--- What you need to do ---
Would you reproduce every line of the material exactly?

--- Materials provided ---

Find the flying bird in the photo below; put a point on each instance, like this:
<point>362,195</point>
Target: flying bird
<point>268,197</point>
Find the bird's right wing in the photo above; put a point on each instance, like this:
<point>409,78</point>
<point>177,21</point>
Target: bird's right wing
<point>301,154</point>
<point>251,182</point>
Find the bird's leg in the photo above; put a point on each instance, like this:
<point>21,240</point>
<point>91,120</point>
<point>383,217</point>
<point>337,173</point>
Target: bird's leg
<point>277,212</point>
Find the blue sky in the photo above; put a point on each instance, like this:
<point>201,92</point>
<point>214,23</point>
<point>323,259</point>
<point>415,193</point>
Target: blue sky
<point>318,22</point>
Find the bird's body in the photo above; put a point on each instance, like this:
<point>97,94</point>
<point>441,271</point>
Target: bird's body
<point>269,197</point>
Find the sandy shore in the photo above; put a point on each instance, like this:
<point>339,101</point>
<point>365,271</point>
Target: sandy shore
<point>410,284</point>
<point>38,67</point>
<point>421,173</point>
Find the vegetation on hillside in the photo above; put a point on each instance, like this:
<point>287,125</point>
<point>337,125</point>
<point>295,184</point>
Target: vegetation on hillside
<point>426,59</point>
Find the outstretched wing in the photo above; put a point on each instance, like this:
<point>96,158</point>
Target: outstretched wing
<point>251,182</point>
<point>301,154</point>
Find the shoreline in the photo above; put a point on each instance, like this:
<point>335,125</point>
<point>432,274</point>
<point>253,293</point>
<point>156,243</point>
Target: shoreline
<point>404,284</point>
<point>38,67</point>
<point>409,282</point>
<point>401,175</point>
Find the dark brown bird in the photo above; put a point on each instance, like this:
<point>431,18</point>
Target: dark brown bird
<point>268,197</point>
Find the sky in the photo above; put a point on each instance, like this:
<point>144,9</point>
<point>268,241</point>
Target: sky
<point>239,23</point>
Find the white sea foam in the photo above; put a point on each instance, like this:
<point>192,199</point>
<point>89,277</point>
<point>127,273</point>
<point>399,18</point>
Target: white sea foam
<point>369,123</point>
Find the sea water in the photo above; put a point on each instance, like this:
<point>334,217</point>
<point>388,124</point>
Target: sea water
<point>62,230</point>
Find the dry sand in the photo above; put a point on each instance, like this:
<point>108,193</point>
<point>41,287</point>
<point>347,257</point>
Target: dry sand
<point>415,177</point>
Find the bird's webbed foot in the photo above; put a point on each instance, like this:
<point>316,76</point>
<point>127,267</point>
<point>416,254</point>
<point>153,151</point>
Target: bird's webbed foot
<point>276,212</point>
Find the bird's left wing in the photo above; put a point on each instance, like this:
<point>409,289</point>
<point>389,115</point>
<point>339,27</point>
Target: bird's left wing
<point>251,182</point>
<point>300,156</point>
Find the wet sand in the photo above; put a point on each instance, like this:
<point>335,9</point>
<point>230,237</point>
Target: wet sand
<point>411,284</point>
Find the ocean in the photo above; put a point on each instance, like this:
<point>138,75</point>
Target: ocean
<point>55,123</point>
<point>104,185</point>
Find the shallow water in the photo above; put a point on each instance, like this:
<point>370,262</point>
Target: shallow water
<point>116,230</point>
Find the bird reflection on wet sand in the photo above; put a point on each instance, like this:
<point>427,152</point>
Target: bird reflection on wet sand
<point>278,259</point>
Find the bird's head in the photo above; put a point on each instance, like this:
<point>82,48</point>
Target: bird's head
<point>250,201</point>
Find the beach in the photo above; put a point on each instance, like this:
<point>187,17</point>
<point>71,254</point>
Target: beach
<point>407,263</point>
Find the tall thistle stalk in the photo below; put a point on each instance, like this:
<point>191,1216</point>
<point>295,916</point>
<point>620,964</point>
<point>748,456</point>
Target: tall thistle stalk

---

--- Written response ---
Find the flying bird in the photo below; put a point on each instance, like this:
<point>362,195</point>
Target: flying bird
<point>268,197</point>
Find the bird's right wing in the photo above; put a point on each instance, like this:
<point>409,78</point>
<point>177,21</point>
Target: bird's right wing
<point>301,154</point>
<point>251,182</point>
Find the bird's leg in the photo above; put a point on each instance, like this:
<point>21,240</point>
<point>91,120</point>
<point>383,217</point>
<point>337,173</point>
Target: bird's leg
<point>277,212</point>
Find the blue sky in the photo above; put a point on each instance, like this:
<point>201,92</point>
<point>214,23</point>
<point>323,259</point>
<point>415,193</point>
Target: blue sky
<point>318,22</point>
Find the bird's body in the photo above; put a point on each instance, like this:
<point>97,94</point>
<point>441,271</point>
Target: bird's body
<point>269,197</point>
Find the sandy shore in the photo above; put a point on each instance, like this:
<point>339,101</point>
<point>365,271</point>
Target: sandy shore
<point>410,284</point>
<point>38,67</point>
<point>421,173</point>
Find the vegetation on hillside in the photo above; put a point on each instance, like this:
<point>287,125</point>
<point>337,125</point>
<point>295,184</point>
Target: vegetation on hillside
<point>426,59</point>
Find the outstretched wing in the photo above; put a point on each instance, like this:
<point>96,158</point>
Target: outstretched wing
<point>251,182</point>
<point>301,154</point>
Find the shoreline in the photo above; put a point on each instance, like this:
<point>335,125</point>
<point>432,274</point>
<point>253,293</point>
<point>156,243</point>
Target: shoreline
<point>404,284</point>
<point>38,67</point>
<point>409,282</point>
<point>401,175</point>
Find the dark brown bird in the photo above; put a point on each instance, like this:
<point>431,18</point>
Target: dark brown bird
<point>268,197</point>
Find the sky in the photo above; put a point on each instance, like this:
<point>144,9</point>
<point>268,241</point>
Target: sky
<point>239,23</point>
Find the white sea foam in the photo above; put a point on each instance, like this:
<point>192,199</point>
<point>89,277</point>
<point>127,273</point>
<point>399,18</point>
Target: white sea foam
<point>369,123</point>
Find the sea water in the photo above; put a point on each instance, like this:
<point>334,217</point>
<point>388,124</point>
Target: sea water
<point>62,230</point>
Find the dry sand in the photo above; put a point on each instance, like this:
<point>108,193</point>
<point>41,287</point>
<point>347,257</point>
Target: dry sand
<point>415,177</point>
Find the bird's webbed foot in the photo above; put a point on each instance, like this:
<point>316,76</point>
<point>127,267</point>
<point>416,254</point>
<point>153,151</point>
Target: bird's webbed foot
<point>276,212</point>
Find the bird's left wing in the photo above; put a point on each instance, like this:
<point>409,289</point>
<point>389,115</point>
<point>339,27</point>
Target: bird's left wing
<point>251,182</point>
<point>300,156</point>
Find the wet sand in the photo above; put a point on each instance, like this:
<point>335,9</point>
<point>230,237</point>
Target: wet sand
<point>411,284</point>
Find the ocean in the photo above; put a point on each instance, like this:
<point>138,75</point>
Target: ocean
<point>55,123</point>
<point>104,185</point>
Find the shallow water in the photo above; put a point on each instance, like this:
<point>370,262</point>
Target: shallow water
<point>116,230</point>
Find the bird reflection on wet sand in the photo above; put a point on each instance, like this:
<point>427,152</point>
Target: bird reflection on wet sand
<point>278,259</point>
Find the bird's head in the photo above; put a point on each instance, like this:
<point>82,48</point>
Target: bird's head
<point>250,201</point>
Find the beach in the photo above; put a point on each instance, like this:
<point>187,17</point>
<point>71,254</point>
Target: beach
<point>407,263</point>
Find the tall thistle stalk in the photo below; put a point on each instance, like this:
<point>191,1216</point>
<point>295,916</point>
<point>620,964</point>
<point>748,456</point>
Target: tall thistle stalk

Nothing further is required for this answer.